WHAT TO DO | Return, unchanged, the lines of the material below starting with the line containing "segment the <item>palm tree</item>" and continuing through the end of the material, both ends included.

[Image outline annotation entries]
....................

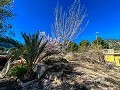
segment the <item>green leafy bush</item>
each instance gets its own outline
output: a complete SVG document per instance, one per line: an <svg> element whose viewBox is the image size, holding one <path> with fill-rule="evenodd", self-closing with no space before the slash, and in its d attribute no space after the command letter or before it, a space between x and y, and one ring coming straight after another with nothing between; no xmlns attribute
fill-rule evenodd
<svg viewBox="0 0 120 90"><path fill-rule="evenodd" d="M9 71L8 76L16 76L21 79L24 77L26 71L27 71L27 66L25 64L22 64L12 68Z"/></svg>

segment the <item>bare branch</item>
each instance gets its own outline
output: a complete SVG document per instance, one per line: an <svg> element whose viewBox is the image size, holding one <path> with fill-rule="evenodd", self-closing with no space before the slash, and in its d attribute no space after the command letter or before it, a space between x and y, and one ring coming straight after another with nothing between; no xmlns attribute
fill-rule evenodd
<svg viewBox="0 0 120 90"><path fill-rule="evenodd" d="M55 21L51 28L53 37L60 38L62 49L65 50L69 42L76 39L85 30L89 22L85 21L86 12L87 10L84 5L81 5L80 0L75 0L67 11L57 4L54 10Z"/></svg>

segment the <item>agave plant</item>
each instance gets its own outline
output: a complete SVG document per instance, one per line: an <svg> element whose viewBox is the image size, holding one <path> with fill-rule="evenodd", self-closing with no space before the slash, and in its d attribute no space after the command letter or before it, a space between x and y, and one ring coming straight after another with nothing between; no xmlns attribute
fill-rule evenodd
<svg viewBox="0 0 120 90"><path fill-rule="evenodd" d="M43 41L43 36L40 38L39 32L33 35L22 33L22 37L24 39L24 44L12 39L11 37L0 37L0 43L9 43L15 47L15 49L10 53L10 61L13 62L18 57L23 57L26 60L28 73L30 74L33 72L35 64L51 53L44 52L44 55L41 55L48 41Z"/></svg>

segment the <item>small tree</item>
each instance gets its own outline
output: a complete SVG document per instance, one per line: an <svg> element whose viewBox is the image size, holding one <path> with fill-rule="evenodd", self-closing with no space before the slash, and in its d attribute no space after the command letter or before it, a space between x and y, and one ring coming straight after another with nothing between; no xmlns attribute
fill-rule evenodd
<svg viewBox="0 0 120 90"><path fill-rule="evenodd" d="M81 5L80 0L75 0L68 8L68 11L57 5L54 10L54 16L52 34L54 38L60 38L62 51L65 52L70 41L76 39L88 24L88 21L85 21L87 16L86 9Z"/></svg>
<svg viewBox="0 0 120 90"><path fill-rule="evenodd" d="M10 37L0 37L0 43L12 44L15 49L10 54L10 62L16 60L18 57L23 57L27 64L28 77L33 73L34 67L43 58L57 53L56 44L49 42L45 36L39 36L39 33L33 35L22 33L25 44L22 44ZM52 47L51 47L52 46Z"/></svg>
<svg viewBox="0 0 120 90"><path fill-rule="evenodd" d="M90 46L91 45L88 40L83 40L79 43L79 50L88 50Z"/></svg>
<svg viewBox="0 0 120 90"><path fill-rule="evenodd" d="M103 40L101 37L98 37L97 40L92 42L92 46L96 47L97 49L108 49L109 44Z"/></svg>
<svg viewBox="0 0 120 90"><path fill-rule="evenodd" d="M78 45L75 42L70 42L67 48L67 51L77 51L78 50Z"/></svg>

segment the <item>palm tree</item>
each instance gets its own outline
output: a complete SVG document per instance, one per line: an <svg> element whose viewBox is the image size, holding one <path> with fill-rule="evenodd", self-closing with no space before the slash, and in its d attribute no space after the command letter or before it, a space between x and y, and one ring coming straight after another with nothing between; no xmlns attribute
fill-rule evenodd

....................

WRITTEN RESPONSE |
segment the <item>palm tree</item>
each instance gets its own outline
output: a complete SVG document per instance, one per line: an <svg> element whose viewBox is the image size, holding one <path> with fill-rule="evenodd", self-closing with no space before the slash, and in its d attribute no space after the command letter or before it, a space between x and y, and one ring coming straight after another with nothing between; no xmlns attribute
fill-rule evenodd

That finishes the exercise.